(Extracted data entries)
Start of Block

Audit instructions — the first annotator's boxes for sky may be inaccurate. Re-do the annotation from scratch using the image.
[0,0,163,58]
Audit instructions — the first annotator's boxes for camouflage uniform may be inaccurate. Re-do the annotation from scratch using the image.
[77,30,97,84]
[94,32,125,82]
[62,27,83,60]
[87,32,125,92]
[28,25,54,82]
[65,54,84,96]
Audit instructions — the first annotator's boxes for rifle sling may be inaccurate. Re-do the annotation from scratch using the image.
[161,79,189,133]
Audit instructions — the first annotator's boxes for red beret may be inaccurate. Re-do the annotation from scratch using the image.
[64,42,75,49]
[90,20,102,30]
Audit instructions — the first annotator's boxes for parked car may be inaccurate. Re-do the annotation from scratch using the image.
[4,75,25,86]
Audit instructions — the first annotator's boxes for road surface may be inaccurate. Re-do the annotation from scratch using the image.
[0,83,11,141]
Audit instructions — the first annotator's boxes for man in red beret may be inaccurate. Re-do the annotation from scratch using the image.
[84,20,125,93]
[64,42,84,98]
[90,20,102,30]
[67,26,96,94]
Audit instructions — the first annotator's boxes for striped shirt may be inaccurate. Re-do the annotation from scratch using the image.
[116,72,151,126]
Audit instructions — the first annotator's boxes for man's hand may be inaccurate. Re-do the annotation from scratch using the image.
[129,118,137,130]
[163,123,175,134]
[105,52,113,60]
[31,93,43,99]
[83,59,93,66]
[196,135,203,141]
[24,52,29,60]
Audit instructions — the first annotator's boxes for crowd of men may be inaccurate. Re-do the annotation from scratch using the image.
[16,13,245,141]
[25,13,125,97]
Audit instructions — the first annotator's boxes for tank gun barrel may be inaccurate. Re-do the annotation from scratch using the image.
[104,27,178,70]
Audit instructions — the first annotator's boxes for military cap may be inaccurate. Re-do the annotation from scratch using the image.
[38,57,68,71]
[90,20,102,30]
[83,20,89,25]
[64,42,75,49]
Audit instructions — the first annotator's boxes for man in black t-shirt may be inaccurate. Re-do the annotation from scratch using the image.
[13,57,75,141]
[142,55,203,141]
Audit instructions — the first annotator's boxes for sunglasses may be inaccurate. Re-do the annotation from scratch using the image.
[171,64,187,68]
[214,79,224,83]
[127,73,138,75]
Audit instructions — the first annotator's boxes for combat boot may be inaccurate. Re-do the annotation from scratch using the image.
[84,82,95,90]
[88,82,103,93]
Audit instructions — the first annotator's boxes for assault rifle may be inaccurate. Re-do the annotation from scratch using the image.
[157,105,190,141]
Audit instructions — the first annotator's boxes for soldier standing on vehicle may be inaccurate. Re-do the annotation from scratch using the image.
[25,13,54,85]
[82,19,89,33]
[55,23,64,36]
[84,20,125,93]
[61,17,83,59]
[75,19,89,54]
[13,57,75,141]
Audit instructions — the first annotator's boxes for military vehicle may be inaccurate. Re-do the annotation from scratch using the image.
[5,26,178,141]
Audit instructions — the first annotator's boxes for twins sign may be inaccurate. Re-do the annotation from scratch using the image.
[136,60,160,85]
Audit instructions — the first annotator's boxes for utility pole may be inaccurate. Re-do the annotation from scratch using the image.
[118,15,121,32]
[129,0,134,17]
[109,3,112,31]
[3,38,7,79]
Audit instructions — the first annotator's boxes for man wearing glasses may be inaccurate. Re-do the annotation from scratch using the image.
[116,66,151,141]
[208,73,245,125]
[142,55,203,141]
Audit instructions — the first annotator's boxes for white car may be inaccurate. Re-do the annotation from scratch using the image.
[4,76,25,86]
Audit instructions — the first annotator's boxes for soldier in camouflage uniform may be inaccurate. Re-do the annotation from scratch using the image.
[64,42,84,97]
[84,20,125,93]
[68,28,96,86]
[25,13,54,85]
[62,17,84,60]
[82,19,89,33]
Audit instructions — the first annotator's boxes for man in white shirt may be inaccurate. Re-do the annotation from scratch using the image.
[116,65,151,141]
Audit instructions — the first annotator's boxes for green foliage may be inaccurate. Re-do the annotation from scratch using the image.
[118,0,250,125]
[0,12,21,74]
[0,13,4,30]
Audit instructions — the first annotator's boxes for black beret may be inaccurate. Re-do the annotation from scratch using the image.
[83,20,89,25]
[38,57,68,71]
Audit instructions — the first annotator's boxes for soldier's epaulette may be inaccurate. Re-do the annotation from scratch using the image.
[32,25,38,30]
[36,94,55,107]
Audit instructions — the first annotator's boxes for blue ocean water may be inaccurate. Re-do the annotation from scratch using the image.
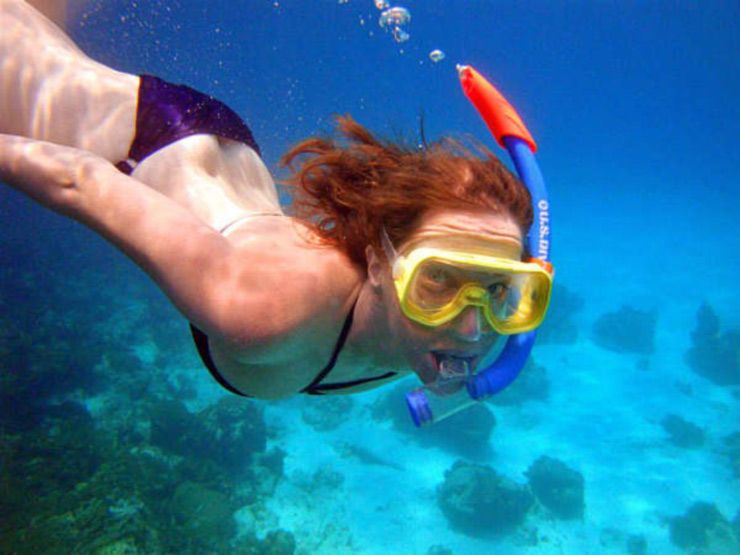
[1,1,738,553]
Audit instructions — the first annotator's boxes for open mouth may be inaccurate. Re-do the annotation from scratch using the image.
[432,352,476,380]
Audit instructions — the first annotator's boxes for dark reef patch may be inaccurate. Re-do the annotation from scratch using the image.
[235,529,297,555]
[171,480,237,538]
[668,501,739,553]
[0,392,287,554]
[149,396,268,475]
[525,456,585,520]
[685,302,740,386]
[437,460,533,537]
[301,395,355,431]
[592,305,657,355]
[720,431,740,479]
[661,414,705,449]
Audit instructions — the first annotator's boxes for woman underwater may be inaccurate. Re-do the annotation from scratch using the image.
[0,1,552,403]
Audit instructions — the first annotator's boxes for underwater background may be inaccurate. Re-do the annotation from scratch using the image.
[1,1,738,553]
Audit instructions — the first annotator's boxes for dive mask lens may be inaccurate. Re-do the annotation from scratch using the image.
[487,269,551,334]
[401,253,552,333]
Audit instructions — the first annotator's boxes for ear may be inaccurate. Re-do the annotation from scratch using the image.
[365,245,385,288]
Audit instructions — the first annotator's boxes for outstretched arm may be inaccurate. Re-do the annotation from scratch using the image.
[0,134,241,339]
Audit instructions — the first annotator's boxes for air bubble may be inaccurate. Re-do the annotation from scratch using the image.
[429,49,445,63]
[392,27,410,43]
[379,6,410,28]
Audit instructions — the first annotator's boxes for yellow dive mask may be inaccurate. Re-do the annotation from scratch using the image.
[381,230,553,334]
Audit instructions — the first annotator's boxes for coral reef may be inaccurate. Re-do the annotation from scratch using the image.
[720,431,740,479]
[0,391,286,553]
[537,283,584,345]
[0,312,106,426]
[437,460,533,537]
[685,302,740,386]
[232,529,296,555]
[171,481,237,538]
[661,414,705,449]
[200,397,269,472]
[149,397,268,476]
[525,456,585,520]
[668,502,739,554]
[301,395,354,431]
[592,305,657,355]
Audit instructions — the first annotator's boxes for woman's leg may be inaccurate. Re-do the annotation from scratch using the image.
[0,0,138,163]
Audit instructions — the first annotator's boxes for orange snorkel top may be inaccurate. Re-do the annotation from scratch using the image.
[456,65,537,153]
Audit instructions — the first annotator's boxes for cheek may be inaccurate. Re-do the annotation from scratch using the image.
[382,277,437,363]
[395,313,437,361]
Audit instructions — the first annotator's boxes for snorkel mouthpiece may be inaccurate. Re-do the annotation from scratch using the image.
[406,65,552,427]
[406,354,474,427]
[438,355,471,381]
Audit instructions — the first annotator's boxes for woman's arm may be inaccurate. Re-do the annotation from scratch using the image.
[1,134,366,367]
[0,134,247,339]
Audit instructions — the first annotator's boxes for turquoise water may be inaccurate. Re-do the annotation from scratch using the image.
[1,1,738,553]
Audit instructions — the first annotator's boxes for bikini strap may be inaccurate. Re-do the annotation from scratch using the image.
[300,299,357,394]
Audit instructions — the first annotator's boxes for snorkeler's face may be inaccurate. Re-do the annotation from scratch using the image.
[384,207,524,386]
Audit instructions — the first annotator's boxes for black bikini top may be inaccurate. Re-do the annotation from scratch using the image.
[190,299,397,397]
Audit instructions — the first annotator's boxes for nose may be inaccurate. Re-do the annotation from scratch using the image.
[451,306,487,342]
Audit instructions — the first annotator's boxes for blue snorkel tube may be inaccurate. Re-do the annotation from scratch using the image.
[406,65,553,427]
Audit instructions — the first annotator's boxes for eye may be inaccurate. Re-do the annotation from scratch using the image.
[488,281,510,299]
[428,267,449,284]
[417,264,458,295]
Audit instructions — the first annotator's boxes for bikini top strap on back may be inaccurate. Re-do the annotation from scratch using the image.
[300,299,357,394]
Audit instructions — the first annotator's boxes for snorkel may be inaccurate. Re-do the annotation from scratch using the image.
[406,65,553,427]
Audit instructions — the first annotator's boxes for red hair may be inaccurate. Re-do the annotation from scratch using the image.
[280,115,533,270]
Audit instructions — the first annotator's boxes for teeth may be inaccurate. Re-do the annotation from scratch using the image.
[437,354,470,380]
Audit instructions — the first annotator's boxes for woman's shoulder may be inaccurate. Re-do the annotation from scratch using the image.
[212,215,364,349]
[205,215,365,398]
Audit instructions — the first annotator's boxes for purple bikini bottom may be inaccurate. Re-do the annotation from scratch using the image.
[115,74,260,174]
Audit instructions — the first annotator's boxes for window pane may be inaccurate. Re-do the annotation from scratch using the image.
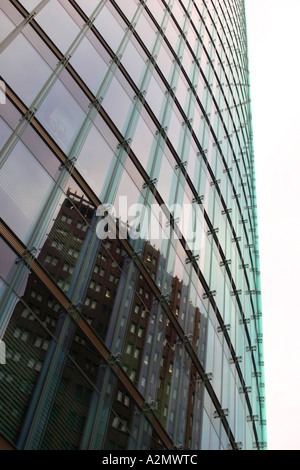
[76,125,115,198]
[0,34,52,106]
[102,76,133,133]
[0,141,53,241]
[70,37,108,94]
[36,79,85,154]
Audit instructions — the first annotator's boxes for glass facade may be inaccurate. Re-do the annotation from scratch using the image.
[0,0,266,451]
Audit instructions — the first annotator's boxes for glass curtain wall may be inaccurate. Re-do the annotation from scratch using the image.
[0,0,266,450]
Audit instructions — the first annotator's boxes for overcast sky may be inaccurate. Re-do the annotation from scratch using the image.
[245,0,300,451]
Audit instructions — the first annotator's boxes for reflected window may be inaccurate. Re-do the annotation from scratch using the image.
[156,154,175,205]
[135,12,156,51]
[156,45,173,81]
[146,75,165,120]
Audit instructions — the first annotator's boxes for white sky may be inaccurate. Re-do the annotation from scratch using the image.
[245,0,300,450]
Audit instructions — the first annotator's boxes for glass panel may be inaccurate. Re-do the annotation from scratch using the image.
[156,154,175,205]
[0,141,54,242]
[167,105,182,152]
[102,76,133,133]
[164,16,179,51]
[21,125,61,178]
[76,124,116,198]
[70,36,108,94]
[121,39,146,87]
[131,115,155,171]
[0,34,52,106]
[146,74,165,121]
[156,44,173,81]
[36,79,86,154]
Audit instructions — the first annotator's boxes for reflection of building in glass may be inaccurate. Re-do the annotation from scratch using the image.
[0,193,207,450]
[0,1,266,450]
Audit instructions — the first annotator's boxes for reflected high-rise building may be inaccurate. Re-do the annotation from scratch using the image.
[0,0,266,450]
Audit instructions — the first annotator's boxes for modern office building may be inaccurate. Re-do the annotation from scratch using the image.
[0,0,266,450]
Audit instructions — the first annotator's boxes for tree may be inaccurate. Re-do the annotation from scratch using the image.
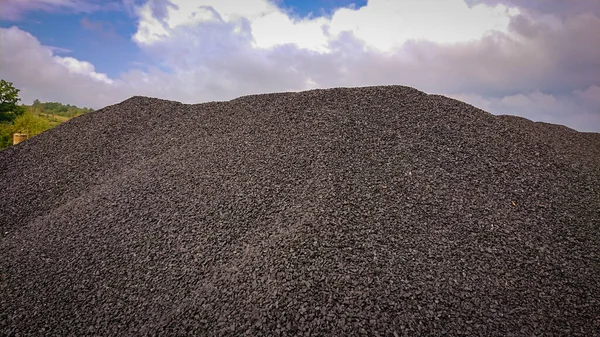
[0,79,25,122]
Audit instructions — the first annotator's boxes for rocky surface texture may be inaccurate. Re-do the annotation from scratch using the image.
[1,86,599,336]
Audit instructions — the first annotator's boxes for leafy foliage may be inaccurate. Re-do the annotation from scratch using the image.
[0,79,25,122]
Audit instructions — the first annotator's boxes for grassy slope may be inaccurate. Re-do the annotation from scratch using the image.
[0,106,88,150]
[33,112,72,127]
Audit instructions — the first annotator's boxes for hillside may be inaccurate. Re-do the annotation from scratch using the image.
[0,101,93,150]
[1,86,599,336]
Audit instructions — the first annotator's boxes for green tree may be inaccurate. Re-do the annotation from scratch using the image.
[0,79,25,122]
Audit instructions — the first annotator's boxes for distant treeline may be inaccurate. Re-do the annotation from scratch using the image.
[31,99,94,118]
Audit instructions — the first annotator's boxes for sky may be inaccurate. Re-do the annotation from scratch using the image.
[0,0,598,132]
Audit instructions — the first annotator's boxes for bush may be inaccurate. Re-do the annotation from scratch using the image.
[0,112,52,150]
[13,111,52,136]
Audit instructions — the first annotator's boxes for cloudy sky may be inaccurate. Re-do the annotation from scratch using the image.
[0,0,598,132]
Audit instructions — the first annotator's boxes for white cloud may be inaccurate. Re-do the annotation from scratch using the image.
[250,11,330,51]
[500,91,558,109]
[47,45,72,54]
[0,26,112,86]
[131,0,520,52]
[132,0,279,46]
[328,0,520,51]
[52,56,114,84]
[132,1,172,44]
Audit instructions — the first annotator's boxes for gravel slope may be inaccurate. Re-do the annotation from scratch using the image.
[1,85,599,336]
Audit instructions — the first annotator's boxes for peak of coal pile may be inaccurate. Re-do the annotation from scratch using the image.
[1,85,599,336]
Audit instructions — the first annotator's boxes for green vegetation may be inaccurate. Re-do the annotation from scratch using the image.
[31,99,94,118]
[0,79,94,150]
[0,79,25,123]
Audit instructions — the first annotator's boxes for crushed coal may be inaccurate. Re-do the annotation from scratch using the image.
[1,85,599,336]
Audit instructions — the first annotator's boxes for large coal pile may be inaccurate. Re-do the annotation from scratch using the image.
[1,86,599,336]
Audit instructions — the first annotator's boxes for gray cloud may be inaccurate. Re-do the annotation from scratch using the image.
[449,89,600,132]
[80,17,120,41]
[466,0,600,17]
[148,0,178,22]
[0,0,122,20]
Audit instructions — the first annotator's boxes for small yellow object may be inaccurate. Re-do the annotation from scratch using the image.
[13,133,28,145]
[511,201,517,206]
[383,185,388,189]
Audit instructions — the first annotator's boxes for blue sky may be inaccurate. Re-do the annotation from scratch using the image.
[280,0,367,17]
[0,0,598,131]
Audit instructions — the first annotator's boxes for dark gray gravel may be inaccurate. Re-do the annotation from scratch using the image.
[1,85,599,336]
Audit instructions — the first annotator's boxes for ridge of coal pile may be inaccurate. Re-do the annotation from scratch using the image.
[1,85,599,336]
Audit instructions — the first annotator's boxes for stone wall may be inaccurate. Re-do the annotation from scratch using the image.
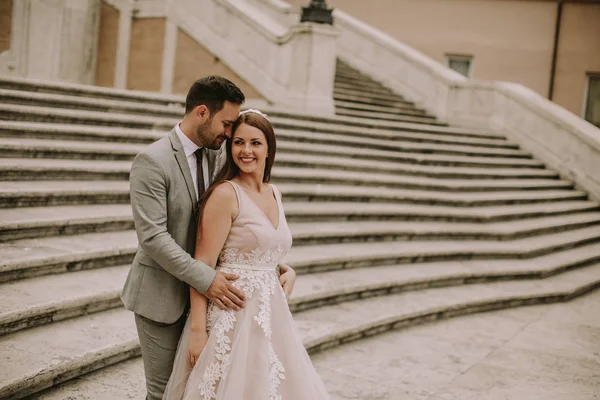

End of Block

> Aim of the task
With the pictures left out, give again exactly the lines from the one with "Audit instructions — the first annotator's boxes for ridge" through the end of the data, both included.

> The completed task
Audit instructions — the first annotator's boxes for ridge of coal pile may be inaccurate. Re-do the annotation from scratch using the image.
[1,85,599,336]
Audit instructions — the first annotator's boxes for stone wall may be inaccurate. Re-do the annotation from scratch using the image.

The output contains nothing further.